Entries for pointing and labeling
>>>>>
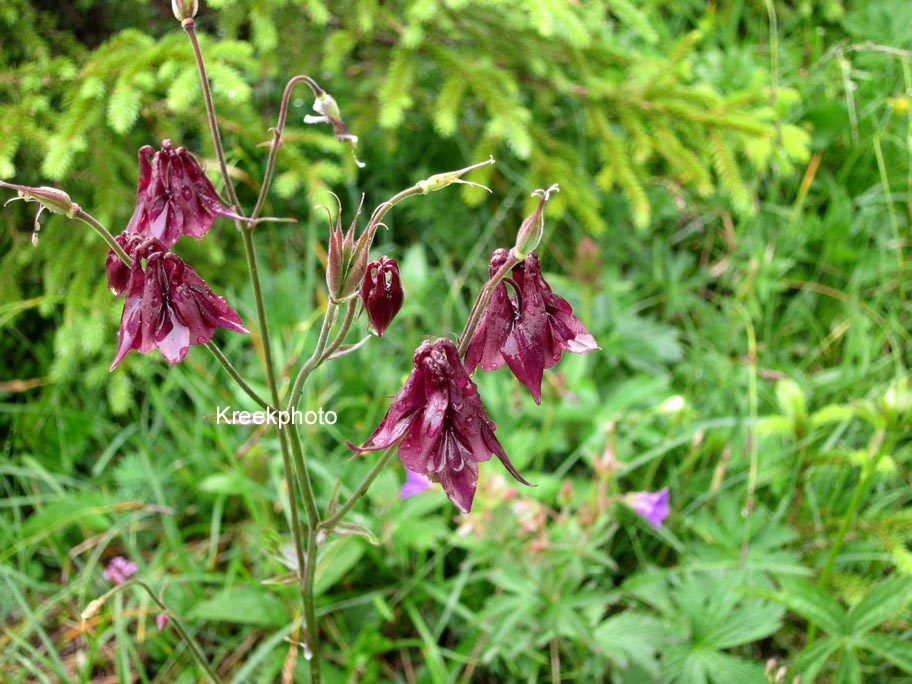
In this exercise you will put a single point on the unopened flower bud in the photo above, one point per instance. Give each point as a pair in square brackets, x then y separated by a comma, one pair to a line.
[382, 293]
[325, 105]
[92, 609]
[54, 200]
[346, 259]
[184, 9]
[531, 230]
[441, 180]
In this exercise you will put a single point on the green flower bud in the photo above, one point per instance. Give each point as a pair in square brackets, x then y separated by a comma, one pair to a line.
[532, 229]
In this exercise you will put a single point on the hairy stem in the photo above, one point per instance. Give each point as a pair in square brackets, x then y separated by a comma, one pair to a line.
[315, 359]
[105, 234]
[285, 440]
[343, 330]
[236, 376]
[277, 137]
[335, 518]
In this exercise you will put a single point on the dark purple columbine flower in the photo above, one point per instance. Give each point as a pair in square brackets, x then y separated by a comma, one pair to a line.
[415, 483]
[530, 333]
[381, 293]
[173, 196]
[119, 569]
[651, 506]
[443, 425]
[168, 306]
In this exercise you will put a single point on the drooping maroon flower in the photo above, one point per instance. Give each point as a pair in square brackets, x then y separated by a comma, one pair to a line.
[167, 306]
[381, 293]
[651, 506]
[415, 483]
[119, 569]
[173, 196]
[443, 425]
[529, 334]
<<<<<
>>>>>
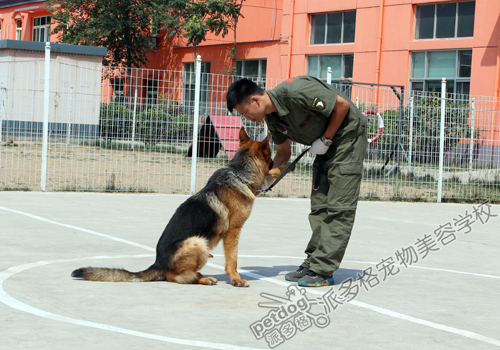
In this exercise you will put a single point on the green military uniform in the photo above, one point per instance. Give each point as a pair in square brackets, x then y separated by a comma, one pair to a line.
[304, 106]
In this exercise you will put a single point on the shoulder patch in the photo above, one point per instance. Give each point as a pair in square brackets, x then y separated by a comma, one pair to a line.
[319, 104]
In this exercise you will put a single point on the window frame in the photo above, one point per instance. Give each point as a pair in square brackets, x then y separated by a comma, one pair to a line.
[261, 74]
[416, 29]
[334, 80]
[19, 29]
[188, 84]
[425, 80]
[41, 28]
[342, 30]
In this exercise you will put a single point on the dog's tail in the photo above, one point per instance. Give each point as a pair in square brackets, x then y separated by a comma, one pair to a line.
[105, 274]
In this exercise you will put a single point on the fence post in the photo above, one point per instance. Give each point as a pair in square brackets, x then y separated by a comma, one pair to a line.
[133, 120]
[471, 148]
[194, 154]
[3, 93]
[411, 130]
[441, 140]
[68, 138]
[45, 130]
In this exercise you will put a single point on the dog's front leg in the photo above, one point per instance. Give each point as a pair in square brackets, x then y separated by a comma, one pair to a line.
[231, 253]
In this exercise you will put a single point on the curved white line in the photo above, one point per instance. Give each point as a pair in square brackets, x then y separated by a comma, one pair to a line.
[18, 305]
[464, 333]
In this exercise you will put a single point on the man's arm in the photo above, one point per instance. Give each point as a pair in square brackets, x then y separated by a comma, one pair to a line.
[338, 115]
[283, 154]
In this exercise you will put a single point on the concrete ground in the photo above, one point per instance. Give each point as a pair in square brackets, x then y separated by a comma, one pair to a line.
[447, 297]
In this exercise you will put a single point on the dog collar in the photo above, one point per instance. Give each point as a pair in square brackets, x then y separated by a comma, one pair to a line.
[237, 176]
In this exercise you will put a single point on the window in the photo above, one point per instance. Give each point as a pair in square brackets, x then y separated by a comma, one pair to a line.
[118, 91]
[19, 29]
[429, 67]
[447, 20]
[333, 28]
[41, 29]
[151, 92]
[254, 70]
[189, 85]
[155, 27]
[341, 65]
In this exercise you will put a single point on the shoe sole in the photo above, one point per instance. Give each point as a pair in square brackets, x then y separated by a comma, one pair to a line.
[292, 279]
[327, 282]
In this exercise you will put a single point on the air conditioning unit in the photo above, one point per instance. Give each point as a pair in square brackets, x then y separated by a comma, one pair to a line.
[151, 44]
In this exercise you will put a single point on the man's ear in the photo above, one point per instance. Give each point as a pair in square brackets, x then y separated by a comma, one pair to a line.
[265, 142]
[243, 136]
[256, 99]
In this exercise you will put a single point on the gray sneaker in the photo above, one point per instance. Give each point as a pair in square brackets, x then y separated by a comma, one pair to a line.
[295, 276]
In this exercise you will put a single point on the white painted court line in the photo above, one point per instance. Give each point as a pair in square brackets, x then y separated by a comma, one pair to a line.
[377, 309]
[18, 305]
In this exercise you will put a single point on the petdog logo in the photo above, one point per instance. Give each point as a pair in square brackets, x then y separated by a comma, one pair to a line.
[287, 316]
<<<<<
Exercise prompt:
Collect each line above that contains the word "white" and copy every one of them in full.

The result:
In this exercise you will put a single point on the curved white line in the photo above, one point per instance. Give each point as a pair in square brackets, x then y separated by a comma, one pair to a line.
In this exercise you will put a single point on the white painted court line in the photo above, one point per instance. Give each point as a pair in square brackets, x then y separated by a comma, one pair to a line.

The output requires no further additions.